At the presentation of the new Solaris Urbino 12 hydrogen - from left to right: Gunnar Ohrndorf (Managing Director Stadtwerke Wesseling), Martina Engels-Bremer (Chairwoman of the Supervisory Board), Wesseling's Mayor Ralph Manzke and RVK Managing Director Dr. Marcel Frank | © Stadtwerke Wesseling

On the left bank of the Rhine, between the larger cities Cologne and Bonn you will find the medium-size town of Wesseling with just under 40,000 inhabitants.

Wesseling was connected to the railway network as early as 1906 with the “Rheinuferbahn” of the Köln – Bonner Eisenbahnen (KBE). The Rheinuferbahn was an unusual private railway: right from the start it was a high-speed line on standard gauge, unlike its KBE sister, the originally metre-gauge “Vorgebirgsbahn”, which was (only) converted to standard gauge from Bonn in 1929. The nearest station of the state-owned railway to Wesseling was (and still is) in Brühl, five kilometres away on the Cologne – Bonn – Koblenz line.

» GIVEN INFORMATION
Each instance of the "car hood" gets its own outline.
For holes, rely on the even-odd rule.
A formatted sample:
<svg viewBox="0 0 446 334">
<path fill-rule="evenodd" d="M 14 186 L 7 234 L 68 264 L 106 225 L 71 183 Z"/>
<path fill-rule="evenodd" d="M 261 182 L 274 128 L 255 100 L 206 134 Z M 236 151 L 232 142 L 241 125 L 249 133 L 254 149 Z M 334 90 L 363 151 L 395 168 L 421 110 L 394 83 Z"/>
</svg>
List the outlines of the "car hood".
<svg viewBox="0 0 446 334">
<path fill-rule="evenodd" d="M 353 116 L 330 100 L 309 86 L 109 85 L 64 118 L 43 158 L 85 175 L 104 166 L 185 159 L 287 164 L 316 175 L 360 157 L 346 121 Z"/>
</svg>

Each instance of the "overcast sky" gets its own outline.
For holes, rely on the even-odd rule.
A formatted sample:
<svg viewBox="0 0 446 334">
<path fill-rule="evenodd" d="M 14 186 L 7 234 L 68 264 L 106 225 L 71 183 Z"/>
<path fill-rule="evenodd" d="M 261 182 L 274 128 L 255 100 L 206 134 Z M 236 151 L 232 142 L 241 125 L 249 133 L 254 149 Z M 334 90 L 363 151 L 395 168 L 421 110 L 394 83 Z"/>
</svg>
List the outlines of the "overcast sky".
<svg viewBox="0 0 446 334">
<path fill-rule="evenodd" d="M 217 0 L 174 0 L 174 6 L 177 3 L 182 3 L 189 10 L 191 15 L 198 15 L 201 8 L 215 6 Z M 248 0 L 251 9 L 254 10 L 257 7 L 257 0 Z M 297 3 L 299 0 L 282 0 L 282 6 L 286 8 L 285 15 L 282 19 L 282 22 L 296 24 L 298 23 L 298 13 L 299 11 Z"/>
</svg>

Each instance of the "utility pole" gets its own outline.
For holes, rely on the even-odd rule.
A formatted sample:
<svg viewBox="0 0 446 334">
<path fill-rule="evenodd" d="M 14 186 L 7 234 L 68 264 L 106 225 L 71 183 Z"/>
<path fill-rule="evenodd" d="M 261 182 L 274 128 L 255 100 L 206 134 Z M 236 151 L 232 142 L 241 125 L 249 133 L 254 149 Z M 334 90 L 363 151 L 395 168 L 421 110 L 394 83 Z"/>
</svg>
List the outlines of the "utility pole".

» TASKS
#1 Using the passage on Wesseling, answer the following:
(a) Who is identified as Wesseling's mayor?
(b) In what year was Wesseling connected to the railway network?
(c) Where is the nearest station of the state-owned railway, and how far is it from Wesseling?
#2 Carry on the passage about Wesseling and its railway history from its final sentence.

» RESULTS FOR THE EXERCISE
#1
(a) Ralph Manzke
(b) 1906
(c) In Brühl, five kilometres away

#2
After the Second World War, the KBE also set up bus lines, for example one that connected the neighbouring towns of Wesseling and Brühl. And both towns also got inner-city lines. During the short time that Wesseling belonged to Cologne, buses of the Cologne KVB operated here. Around 1990, the KBE bus service was discontinued. The lines were taken over by Regionalverkehr Köln (RVK), the younger buses went to Cologne’s KVB, while the older coaches were sold to private bus companies.

Since 1998, Stadtwerke Wesseling GmbH (SWW) has operated the two Wesseling city lines 721 (from the city centre (Stadtbahn) to the Urfeld district) and 723 (from the city centre (Stadtbahn) to the Keldenich district). SWW does not have its own buses; RVK buses are used. Four buses are used in peak traffic, a fifth is available as a reserve. Buses in Wesseling’s urban transport system were diesel buses until just now.

Only a few days old hydrogen bus 452 of the RVK on 17 January 2023 at the terminus Urfeld Kirche | © Christian Marquordt


Five fuel cell buses from Solaris

This has now changed with the new year. On 9 January 2023, SWW proudly presented five 12-metre-long fuel cell Solaris – of the type “Solaris Urbino 12 hydrogen” – which RVK purchased especially for use in Wesseling. Accordingly, they not only bear the RVK logo, but also that of SWW.

The procurement was preceded by a test run of four hydrogen buses from March 2022, which were provided by RVK and came from other RVK depots. And this test operation convinced the SWW management – and, as SWW emphasise, also the citizens of the city.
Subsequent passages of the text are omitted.